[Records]
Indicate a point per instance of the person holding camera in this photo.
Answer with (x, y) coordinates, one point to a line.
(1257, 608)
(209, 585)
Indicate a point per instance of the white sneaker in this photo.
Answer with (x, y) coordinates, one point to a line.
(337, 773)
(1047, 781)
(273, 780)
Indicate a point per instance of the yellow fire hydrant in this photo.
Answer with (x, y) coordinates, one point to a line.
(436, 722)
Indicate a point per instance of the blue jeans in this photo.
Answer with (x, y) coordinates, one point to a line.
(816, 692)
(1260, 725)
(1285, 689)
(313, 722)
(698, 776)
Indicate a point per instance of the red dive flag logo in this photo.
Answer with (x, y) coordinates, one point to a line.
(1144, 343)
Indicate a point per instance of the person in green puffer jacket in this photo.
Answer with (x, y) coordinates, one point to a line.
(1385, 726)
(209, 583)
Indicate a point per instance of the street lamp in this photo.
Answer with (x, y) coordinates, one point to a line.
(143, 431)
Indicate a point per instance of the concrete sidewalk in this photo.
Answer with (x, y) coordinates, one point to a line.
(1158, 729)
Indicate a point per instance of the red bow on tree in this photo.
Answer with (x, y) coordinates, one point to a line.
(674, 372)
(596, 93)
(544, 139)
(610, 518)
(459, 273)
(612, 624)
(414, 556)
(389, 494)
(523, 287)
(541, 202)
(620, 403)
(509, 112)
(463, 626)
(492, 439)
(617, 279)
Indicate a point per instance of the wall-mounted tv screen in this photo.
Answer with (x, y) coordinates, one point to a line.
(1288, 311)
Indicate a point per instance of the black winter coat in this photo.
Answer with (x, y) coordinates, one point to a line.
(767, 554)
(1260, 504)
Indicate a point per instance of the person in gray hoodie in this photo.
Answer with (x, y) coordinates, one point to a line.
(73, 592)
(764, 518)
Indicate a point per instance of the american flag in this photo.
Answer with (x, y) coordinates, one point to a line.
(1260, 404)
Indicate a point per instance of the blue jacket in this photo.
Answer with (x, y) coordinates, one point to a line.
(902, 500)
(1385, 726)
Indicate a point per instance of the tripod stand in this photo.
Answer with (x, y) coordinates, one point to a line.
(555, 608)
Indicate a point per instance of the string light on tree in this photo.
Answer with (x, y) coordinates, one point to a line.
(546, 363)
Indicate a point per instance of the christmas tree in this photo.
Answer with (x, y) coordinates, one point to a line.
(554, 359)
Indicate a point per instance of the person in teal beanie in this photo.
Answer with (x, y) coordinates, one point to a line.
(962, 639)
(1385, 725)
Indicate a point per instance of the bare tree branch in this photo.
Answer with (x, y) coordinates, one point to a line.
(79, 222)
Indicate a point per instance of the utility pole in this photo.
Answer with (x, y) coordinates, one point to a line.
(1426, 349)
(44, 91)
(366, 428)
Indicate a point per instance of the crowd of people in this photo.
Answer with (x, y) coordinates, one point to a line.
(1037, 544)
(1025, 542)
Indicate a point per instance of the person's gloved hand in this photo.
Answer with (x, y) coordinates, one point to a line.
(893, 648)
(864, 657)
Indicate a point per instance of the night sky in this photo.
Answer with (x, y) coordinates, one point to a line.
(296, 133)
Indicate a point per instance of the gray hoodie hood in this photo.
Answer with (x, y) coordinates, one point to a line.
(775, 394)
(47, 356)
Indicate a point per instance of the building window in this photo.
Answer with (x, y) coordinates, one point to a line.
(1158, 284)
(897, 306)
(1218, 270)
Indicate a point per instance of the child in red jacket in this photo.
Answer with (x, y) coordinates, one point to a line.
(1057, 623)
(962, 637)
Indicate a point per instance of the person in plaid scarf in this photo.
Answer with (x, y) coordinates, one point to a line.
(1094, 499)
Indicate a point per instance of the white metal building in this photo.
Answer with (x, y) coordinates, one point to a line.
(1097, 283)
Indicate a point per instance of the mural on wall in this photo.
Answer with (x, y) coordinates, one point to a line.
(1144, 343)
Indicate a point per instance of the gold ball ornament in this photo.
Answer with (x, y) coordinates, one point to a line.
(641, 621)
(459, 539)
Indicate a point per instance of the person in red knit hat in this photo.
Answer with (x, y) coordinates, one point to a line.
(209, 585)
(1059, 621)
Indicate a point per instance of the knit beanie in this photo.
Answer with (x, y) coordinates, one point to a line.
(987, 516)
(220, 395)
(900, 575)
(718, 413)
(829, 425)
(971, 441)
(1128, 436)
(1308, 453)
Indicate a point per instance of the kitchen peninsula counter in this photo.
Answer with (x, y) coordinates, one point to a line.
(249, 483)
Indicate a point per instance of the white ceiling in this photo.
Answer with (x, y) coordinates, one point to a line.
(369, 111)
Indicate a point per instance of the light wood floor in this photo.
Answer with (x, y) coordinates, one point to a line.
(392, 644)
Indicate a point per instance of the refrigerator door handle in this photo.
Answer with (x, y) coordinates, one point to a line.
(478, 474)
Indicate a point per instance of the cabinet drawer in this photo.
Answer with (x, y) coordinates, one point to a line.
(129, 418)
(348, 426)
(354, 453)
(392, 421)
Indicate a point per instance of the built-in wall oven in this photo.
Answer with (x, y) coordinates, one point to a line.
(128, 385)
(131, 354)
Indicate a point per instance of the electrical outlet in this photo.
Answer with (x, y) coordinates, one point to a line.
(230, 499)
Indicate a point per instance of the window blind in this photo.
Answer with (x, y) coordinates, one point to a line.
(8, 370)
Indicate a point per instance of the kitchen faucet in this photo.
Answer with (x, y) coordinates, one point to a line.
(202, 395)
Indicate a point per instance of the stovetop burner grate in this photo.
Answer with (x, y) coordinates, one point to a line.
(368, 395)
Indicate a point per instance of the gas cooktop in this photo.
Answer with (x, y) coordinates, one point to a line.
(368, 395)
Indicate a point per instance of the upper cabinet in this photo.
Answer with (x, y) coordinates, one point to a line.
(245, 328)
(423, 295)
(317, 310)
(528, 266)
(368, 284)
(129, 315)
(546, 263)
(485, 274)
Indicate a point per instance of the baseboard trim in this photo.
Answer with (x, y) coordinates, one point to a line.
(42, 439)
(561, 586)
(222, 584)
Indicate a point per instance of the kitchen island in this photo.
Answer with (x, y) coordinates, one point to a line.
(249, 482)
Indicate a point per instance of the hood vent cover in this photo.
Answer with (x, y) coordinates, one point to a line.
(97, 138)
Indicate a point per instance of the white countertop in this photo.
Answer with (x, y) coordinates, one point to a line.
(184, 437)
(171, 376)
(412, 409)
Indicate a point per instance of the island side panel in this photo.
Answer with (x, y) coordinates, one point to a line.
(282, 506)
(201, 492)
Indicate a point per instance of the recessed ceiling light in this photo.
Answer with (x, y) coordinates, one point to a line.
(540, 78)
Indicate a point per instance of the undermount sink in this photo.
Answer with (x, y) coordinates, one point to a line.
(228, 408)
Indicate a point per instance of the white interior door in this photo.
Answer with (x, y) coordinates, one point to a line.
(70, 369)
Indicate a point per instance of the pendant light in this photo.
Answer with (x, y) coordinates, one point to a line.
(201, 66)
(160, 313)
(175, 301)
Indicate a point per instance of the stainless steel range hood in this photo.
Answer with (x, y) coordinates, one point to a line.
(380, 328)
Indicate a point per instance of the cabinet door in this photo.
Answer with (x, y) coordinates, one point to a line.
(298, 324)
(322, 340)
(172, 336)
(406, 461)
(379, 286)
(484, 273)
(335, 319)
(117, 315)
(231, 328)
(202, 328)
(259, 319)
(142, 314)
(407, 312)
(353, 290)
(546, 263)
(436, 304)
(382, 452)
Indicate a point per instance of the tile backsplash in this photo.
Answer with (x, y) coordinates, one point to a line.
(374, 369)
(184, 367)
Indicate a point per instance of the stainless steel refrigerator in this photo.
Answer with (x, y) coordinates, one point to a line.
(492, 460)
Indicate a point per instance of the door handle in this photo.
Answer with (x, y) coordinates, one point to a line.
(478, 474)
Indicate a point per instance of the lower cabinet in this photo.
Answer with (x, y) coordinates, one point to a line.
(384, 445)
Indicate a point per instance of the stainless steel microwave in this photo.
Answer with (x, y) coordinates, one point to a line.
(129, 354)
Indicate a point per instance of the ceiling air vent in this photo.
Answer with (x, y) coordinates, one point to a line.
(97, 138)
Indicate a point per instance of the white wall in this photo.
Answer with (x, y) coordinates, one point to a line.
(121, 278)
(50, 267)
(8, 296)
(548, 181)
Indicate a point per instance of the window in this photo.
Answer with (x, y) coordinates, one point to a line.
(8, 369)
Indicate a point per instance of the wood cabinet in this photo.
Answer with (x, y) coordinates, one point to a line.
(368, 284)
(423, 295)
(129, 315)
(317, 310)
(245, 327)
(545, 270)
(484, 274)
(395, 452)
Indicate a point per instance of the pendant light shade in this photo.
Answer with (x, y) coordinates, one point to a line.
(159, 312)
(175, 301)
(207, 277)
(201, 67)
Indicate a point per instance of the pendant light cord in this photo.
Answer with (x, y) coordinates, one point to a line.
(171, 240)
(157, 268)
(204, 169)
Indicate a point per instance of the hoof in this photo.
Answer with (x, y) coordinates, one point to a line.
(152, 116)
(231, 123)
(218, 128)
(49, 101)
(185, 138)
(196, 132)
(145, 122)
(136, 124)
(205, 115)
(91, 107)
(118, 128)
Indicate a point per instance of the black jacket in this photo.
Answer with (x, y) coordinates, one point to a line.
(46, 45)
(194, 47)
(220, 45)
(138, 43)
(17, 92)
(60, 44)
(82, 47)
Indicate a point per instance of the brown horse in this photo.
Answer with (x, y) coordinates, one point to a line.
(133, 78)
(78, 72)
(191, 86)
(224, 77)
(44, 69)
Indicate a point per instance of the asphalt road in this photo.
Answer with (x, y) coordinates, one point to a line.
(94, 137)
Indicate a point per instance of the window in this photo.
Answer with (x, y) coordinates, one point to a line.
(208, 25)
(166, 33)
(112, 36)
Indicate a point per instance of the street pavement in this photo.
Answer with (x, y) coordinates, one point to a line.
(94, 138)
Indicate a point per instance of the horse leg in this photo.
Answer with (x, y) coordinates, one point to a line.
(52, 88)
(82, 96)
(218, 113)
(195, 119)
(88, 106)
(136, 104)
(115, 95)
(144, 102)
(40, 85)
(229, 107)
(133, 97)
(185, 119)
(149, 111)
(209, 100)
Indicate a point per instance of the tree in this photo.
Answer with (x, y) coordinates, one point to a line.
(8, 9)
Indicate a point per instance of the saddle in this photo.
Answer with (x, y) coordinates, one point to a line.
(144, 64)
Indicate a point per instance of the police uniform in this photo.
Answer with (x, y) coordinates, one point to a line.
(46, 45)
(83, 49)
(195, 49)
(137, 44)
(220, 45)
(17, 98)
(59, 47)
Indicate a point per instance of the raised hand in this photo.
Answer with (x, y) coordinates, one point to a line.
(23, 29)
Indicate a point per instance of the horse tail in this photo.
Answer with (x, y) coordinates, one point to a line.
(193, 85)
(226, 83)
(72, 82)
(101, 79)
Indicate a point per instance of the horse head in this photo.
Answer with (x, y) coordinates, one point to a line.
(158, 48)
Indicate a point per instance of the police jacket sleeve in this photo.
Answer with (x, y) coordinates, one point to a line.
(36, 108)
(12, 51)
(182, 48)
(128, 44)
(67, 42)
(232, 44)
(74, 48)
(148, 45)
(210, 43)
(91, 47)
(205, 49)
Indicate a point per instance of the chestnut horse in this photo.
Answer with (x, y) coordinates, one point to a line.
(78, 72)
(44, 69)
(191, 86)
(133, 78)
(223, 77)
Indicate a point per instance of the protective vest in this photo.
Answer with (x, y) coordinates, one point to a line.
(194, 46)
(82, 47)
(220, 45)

CHALLENGE → Rewrite the records starting at the line containing "Indicate a point per instance of the person in gray" and ending at the line containing "(1385, 725)", replacing "one point to a line" with "one point per line" and leaving everything else unchanged.

CORRECT RESPONSE →
Indicate a point per instance of the person in gray hoodie in this photo.
Answer with (x, y) coordinates, one point per line.
(73, 592)
(764, 518)
Indicate a point per instance of the american flag in this photo.
Answer with (x, y) coordinates, one point per line.
(1260, 404)
Indicate a point per instance of the blue jacket in this photo.
Answer with (x, y) coordinates, one point per line.
(902, 500)
(1385, 726)
Indicate a point per instance of the tripod stand in this photo.
Answer with (x, y) coordinates, one point per line.
(555, 608)
Indicate a point per instance of the string light on tree in this photo.
Answer with (x, y) coordinates, one point per line.
(546, 363)
Indicate a point per instance of the christmas tree in this photo.
Answer with (x, y) coordinates, one point per line.
(554, 359)
Indicate a point per instance of the person in teal beanie in this photo.
Answer with (x, y) coordinates, one point per line.
(962, 639)
(1385, 725)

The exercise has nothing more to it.